### [Written problem]
Please convert the data below, from the line with "Which spot sits on each instance of the small" to the line with "x=129 y=273", both included, into a JSON list of strings with one string per line and blank lines left out.

### [Provided records]

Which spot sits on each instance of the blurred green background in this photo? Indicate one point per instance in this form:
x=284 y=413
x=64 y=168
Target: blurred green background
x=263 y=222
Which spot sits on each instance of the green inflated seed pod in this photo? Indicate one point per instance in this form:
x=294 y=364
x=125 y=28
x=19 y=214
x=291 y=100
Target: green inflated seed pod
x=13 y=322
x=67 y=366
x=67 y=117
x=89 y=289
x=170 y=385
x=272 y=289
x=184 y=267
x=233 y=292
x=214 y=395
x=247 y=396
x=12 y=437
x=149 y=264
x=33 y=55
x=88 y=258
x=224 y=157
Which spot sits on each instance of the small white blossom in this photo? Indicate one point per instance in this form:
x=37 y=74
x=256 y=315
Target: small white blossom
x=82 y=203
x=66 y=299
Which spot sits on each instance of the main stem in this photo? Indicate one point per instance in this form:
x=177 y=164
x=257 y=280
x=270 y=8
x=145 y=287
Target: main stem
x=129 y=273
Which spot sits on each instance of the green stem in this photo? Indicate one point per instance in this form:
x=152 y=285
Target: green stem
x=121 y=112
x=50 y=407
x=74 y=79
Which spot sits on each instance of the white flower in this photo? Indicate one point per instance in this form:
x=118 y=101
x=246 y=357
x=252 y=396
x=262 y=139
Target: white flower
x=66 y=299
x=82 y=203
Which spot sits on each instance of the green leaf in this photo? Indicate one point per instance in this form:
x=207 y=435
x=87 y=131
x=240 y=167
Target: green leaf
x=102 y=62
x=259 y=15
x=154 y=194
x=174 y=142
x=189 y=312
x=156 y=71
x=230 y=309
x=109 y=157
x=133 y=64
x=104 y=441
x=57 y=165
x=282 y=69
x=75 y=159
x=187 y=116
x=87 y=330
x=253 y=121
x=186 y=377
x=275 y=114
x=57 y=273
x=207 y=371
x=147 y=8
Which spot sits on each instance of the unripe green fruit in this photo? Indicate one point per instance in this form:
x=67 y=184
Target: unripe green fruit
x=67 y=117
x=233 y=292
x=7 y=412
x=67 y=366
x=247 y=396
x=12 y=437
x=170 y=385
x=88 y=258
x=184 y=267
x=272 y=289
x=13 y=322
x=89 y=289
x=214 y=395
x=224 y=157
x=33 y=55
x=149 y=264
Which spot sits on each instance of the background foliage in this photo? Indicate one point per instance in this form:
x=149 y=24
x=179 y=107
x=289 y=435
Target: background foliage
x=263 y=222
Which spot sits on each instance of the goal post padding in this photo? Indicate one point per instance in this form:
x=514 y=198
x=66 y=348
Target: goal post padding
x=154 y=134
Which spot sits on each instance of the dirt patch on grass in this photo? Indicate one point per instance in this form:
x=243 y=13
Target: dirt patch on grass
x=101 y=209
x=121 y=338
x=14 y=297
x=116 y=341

### [Output of the exercise]
[
  "Which spot sits on each instance of the small white blossom in this photo? Indicate one point per instance in this form:",
  "x=37 y=74",
  "x=256 y=315",
  "Target: small white blossom",
  "x=82 y=203",
  "x=66 y=299",
  "Which spot sits on each instance of the main stem in this photo? Indicate one point per instance in this form:",
  "x=177 y=164",
  "x=257 y=280",
  "x=270 y=8",
  "x=145 y=287",
  "Target: main stem",
  "x=129 y=273"
]